++++ Page ++++

We take Wall Street forecasts for GAAP earnings and convert them to Uniform earnings forecasts. When we do this, Fiserv’s Wall Street analyst-driven forecast is for EPS to grow by 26% and 7% in 2022 and 2023, respectively.
Based on the current stock market valuations, we can use earnings growth valuation metrics to back into the required growth rate to justify Fiserv’s $101 stock price. These are often referred to as market embedded expectations.
The company is currently being valued as if Uniform earnings were to shrink by 6% annually over the next three years. What Wall Street analysts expect for Fiserv’s earnings growth is above what the current stock market valuation requires through 2023.
Meanwhile, the company’s earning power is well above long-run corporate averages. Also, cash flows and cash on hand are around 2x the total obligations—including debt maturities and capex maintenance. However, intrinsic credit risk is 110bps. Together, these signal moderate operating and credit risks.

++++ Supplied entries ++++

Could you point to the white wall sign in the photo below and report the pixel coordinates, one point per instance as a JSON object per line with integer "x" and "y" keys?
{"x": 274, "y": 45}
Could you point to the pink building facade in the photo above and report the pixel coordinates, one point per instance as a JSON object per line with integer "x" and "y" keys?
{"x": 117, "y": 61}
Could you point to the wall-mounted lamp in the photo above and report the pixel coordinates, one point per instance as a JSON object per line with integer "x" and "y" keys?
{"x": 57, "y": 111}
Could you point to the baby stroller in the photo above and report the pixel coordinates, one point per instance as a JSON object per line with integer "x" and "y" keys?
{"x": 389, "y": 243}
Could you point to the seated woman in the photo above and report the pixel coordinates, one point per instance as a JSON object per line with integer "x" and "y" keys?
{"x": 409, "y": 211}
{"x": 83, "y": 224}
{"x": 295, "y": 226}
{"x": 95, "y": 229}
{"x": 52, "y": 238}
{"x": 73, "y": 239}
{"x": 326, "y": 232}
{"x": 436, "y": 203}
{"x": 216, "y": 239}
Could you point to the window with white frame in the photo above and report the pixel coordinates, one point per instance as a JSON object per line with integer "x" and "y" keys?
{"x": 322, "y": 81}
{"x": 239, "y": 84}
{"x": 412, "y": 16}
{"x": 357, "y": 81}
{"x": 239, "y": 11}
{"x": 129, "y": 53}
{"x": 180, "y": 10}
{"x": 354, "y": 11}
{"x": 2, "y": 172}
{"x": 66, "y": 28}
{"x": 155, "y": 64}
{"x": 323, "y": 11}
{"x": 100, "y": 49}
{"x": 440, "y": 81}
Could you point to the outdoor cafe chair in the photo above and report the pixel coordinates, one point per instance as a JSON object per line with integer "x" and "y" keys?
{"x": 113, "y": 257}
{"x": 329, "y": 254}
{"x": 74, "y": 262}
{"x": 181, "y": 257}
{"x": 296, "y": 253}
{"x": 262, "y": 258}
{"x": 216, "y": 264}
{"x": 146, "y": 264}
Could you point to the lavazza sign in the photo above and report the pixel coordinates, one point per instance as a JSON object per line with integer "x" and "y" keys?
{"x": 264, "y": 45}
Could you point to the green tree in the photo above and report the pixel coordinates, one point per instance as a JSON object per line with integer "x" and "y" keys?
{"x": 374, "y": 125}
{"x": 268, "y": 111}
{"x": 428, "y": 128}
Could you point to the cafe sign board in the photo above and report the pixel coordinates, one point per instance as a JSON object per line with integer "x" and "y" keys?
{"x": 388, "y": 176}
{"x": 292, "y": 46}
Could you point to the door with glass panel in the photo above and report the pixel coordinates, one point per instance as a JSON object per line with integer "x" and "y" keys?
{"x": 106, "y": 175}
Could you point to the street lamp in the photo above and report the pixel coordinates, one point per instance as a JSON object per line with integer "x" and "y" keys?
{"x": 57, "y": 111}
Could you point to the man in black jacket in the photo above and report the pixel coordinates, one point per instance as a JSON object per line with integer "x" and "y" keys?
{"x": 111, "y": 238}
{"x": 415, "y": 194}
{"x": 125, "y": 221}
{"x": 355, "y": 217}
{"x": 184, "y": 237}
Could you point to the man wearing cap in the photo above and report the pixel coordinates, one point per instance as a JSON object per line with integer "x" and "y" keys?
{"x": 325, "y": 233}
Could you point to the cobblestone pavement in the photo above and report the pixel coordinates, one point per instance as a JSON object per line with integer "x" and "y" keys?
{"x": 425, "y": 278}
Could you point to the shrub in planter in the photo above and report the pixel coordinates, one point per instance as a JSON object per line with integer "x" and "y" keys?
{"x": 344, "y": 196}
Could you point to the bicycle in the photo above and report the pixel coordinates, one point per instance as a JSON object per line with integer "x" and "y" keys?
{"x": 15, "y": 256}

++++

§ Objectives:
**1)** In the Fiserv valuation text, what intrinsic credit risk figure is given for the company?
**2)** Reproduce everything in the listing from the line containing "Could you point to the bicycle" down to the end of the listing.

§ Solved problems:
**1)** 110bps

**2)**
Could you point to the bicycle in the photo above and report the pixel coordinates, one point per instance as a JSON object per line with integer "x" and "y" keys?
{"x": 15, "y": 256}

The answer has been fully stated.